What follows is a listing; repeat exactly, and only, its lines from the one holding "Query: grey bird" through the last, leaving any pictures out.
* * *
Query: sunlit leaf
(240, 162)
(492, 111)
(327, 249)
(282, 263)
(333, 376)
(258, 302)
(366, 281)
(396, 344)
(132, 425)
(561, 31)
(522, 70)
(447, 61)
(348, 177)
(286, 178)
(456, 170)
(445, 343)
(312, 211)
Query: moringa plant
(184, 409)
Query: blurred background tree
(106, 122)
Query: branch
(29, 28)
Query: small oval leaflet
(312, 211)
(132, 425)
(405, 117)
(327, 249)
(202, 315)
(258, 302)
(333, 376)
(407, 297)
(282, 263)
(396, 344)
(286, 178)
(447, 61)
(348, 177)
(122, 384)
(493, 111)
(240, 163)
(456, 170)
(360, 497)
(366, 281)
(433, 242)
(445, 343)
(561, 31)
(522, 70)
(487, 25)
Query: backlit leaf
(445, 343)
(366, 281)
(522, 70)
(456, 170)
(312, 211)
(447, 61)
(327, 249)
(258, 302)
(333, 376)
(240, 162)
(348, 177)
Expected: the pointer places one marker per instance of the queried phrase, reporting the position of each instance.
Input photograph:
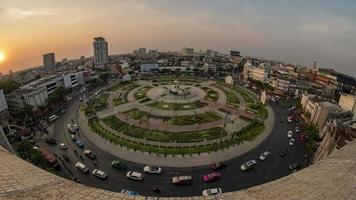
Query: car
(283, 153)
(264, 155)
(182, 180)
(65, 157)
(63, 146)
(129, 192)
(211, 192)
(248, 165)
(294, 166)
(73, 137)
(152, 170)
(212, 177)
(51, 141)
(90, 154)
(136, 176)
(81, 167)
(297, 129)
(118, 164)
(290, 134)
(218, 166)
(100, 174)
(79, 143)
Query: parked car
(294, 166)
(218, 166)
(290, 134)
(63, 146)
(152, 170)
(129, 192)
(100, 174)
(264, 155)
(248, 165)
(81, 167)
(79, 143)
(118, 164)
(212, 177)
(283, 153)
(136, 176)
(90, 154)
(182, 180)
(51, 141)
(211, 192)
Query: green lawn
(135, 113)
(195, 119)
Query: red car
(212, 177)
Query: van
(182, 180)
(52, 118)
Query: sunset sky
(286, 30)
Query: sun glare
(2, 57)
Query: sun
(2, 56)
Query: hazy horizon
(276, 30)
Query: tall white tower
(101, 52)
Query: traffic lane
(228, 182)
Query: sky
(286, 30)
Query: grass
(135, 113)
(162, 136)
(195, 119)
(95, 126)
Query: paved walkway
(176, 161)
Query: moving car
(51, 141)
(212, 177)
(79, 143)
(219, 165)
(129, 192)
(283, 153)
(264, 155)
(63, 146)
(294, 166)
(248, 165)
(152, 170)
(89, 154)
(81, 167)
(182, 180)
(100, 174)
(136, 176)
(210, 192)
(290, 134)
(118, 164)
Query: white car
(76, 127)
(63, 146)
(210, 192)
(264, 155)
(290, 134)
(248, 165)
(152, 170)
(100, 174)
(81, 167)
(136, 176)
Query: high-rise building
(314, 64)
(101, 52)
(49, 61)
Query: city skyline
(290, 32)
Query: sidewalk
(178, 160)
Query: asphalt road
(232, 178)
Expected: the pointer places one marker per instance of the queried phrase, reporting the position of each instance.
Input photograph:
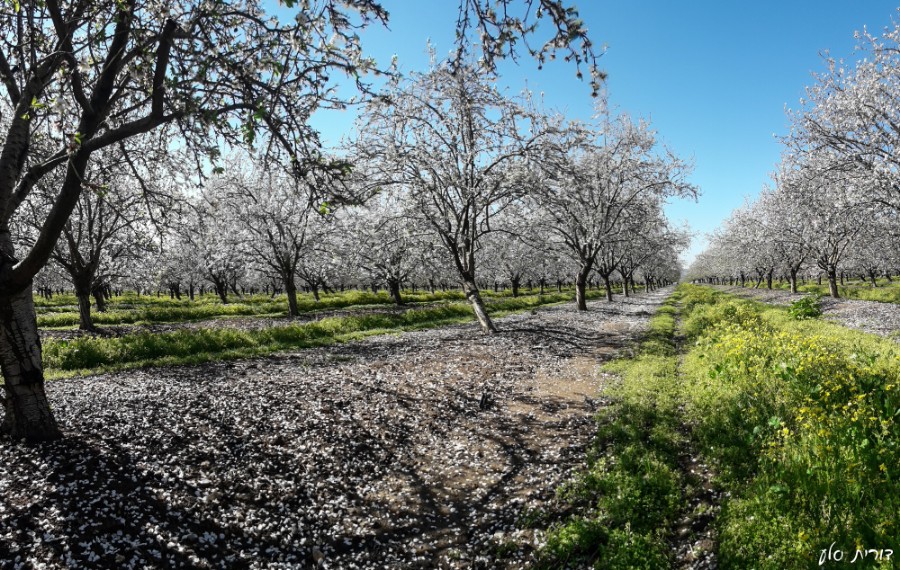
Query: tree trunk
(832, 283)
(222, 292)
(85, 322)
(608, 285)
(474, 297)
(28, 413)
(290, 288)
(580, 281)
(100, 299)
(394, 289)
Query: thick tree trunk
(608, 285)
(474, 297)
(290, 288)
(100, 299)
(832, 283)
(394, 289)
(222, 292)
(580, 282)
(85, 322)
(28, 413)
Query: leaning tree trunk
(100, 299)
(290, 288)
(608, 285)
(832, 283)
(28, 413)
(474, 297)
(394, 289)
(85, 322)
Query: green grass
(88, 354)
(800, 418)
(886, 292)
(62, 310)
(626, 501)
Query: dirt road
(426, 449)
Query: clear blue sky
(713, 76)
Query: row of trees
(451, 182)
(833, 207)
(111, 104)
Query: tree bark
(28, 413)
(832, 283)
(608, 285)
(580, 281)
(290, 288)
(100, 299)
(474, 297)
(394, 289)
(85, 322)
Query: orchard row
(833, 207)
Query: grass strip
(625, 502)
(90, 355)
(800, 418)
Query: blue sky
(714, 77)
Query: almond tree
(273, 210)
(87, 75)
(387, 242)
(108, 229)
(588, 195)
(449, 138)
(853, 110)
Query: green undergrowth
(800, 419)
(62, 310)
(90, 354)
(625, 502)
(886, 292)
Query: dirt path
(868, 316)
(418, 450)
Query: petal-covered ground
(426, 449)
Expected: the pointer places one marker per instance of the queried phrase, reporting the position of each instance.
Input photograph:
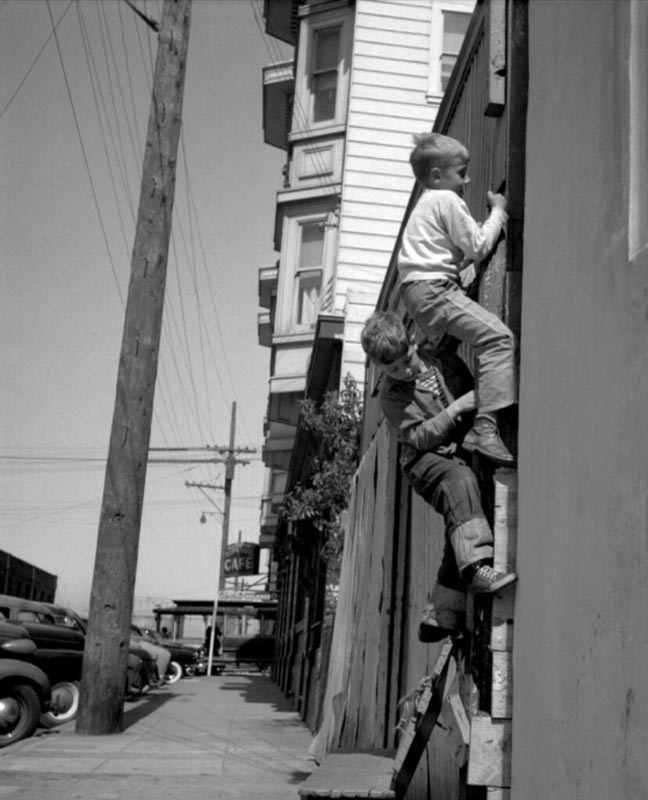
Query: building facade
(366, 75)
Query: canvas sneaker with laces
(485, 439)
(486, 580)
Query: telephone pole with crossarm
(111, 601)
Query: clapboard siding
(410, 69)
(381, 211)
(386, 13)
(371, 76)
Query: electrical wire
(35, 61)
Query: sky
(73, 113)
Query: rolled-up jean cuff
(472, 541)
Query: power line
(34, 62)
(83, 150)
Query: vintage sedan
(59, 639)
(184, 658)
(24, 688)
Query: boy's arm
(476, 241)
(421, 433)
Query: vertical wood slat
(505, 520)
(489, 763)
(497, 59)
(502, 687)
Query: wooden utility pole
(111, 602)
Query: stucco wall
(581, 622)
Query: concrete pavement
(224, 738)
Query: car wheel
(174, 672)
(19, 711)
(64, 705)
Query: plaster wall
(581, 617)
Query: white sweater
(441, 235)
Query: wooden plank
(502, 687)
(367, 774)
(502, 619)
(505, 519)
(496, 59)
(422, 724)
(489, 762)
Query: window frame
(312, 26)
(288, 286)
(435, 89)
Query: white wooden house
(366, 75)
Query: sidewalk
(231, 737)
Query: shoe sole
(429, 634)
(495, 587)
(475, 448)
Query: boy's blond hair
(434, 150)
(384, 338)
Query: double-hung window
(455, 25)
(324, 73)
(308, 274)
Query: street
(229, 737)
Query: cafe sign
(242, 559)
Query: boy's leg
(452, 490)
(442, 308)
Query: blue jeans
(451, 488)
(442, 308)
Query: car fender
(14, 671)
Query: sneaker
(430, 630)
(485, 439)
(443, 615)
(486, 580)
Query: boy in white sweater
(440, 239)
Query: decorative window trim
(312, 24)
(438, 9)
(289, 274)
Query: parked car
(25, 692)
(59, 638)
(183, 657)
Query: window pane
(308, 289)
(324, 92)
(447, 64)
(326, 49)
(311, 251)
(455, 25)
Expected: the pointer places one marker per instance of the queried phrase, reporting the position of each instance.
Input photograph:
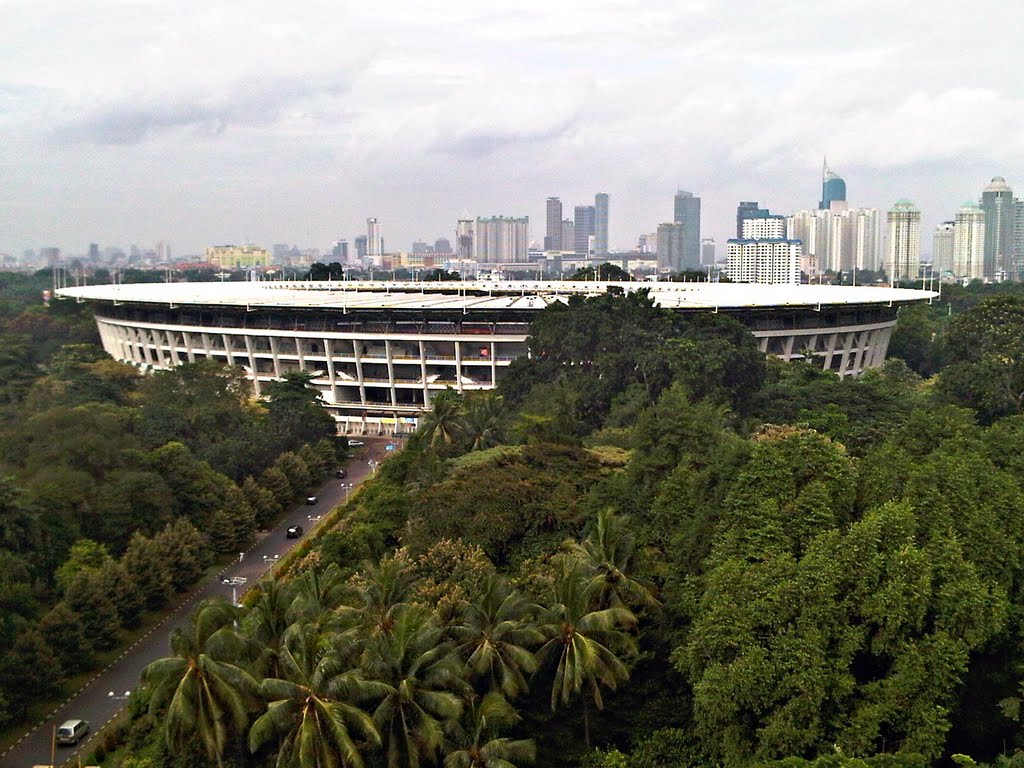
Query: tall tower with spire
(833, 186)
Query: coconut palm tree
(441, 424)
(480, 745)
(311, 707)
(481, 426)
(583, 643)
(207, 694)
(610, 553)
(496, 635)
(423, 682)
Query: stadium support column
(390, 373)
(329, 354)
(252, 364)
(189, 346)
(357, 353)
(228, 351)
(458, 365)
(423, 374)
(273, 353)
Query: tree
(310, 706)
(611, 554)
(985, 346)
(583, 643)
(440, 425)
(480, 745)
(422, 681)
(208, 696)
(496, 635)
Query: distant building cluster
(835, 241)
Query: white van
(72, 731)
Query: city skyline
(199, 125)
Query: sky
(208, 122)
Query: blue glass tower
(833, 187)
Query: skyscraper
(584, 219)
(997, 203)
(749, 210)
(375, 246)
(686, 211)
(942, 248)
(903, 246)
(969, 242)
(501, 240)
(833, 187)
(553, 232)
(671, 242)
(601, 224)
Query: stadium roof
(481, 295)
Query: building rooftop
(470, 296)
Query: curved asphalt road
(94, 702)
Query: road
(103, 696)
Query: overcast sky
(211, 122)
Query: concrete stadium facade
(378, 351)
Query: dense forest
(118, 492)
(651, 547)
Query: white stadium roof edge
(484, 295)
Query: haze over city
(201, 123)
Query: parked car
(72, 731)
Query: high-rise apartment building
(997, 203)
(707, 251)
(601, 224)
(839, 239)
(686, 211)
(833, 187)
(568, 235)
(671, 244)
(553, 219)
(748, 210)
(375, 244)
(767, 261)
(942, 248)
(584, 220)
(464, 238)
(903, 244)
(764, 227)
(501, 240)
(969, 242)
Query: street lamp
(235, 583)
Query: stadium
(378, 351)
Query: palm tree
(317, 592)
(207, 695)
(266, 621)
(582, 642)
(441, 424)
(481, 426)
(481, 748)
(310, 707)
(386, 589)
(611, 554)
(496, 635)
(423, 681)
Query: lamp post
(235, 583)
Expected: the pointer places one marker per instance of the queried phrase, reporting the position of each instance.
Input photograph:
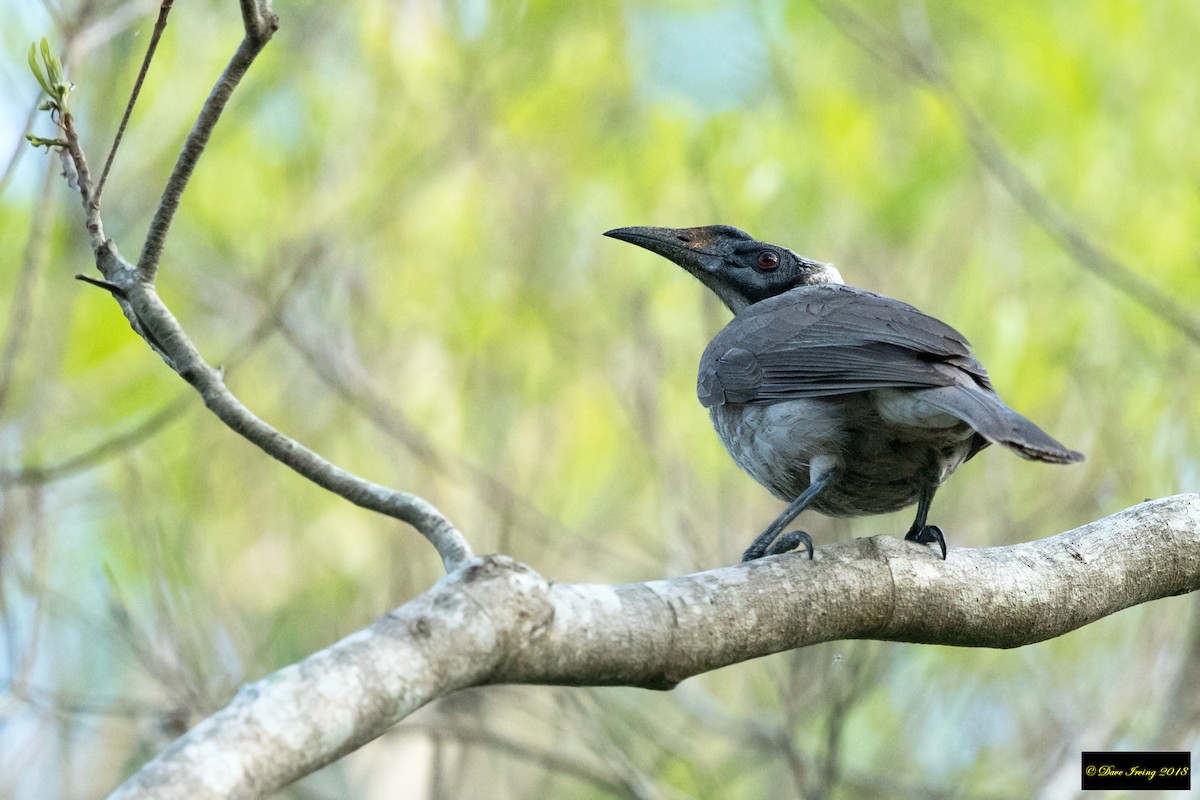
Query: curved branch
(261, 24)
(496, 621)
(132, 287)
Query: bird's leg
(919, 530)
(765, 543)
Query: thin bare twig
(22, 148)
(133, 289)
(917, 56)
(159, 28)
(261, 24)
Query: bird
(833, 397)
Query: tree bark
(497, 621)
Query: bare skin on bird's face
(833, 397)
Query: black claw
(753, 553)
(789, 542)
(928, 535)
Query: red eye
(768, 259)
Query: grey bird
(837, 398)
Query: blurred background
(393, 245)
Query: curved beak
(691, 248)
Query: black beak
(684, 246)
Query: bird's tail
(984, 411)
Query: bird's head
(741, 270)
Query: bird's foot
(785, 543)
(928, 535)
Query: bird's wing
(831, 340)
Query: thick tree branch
(497, 621)
(133, 289)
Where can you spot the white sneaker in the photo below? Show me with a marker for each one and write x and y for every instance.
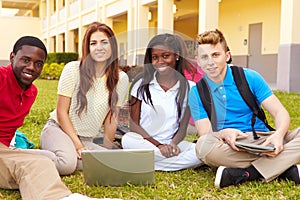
* * *
● **The completed task**:
Query: grey bird
(837, 398)
Query: blurred background
(393, 245)
Query: curved beak
(691, 248)
Query: black beak
(684, 246)
Query: bird's tail
(984, 411)
Query: bird's head
(741, 270)
Query: bird's foot
(785, 543)
(928, 535)
Query: bird's wing
(831, 340)
Query: thick tree branch
(497, 621)
(133, 289)
Where can you spot the white sneaker in the photo below? Show me with a marker for each one and write x and y for every instance.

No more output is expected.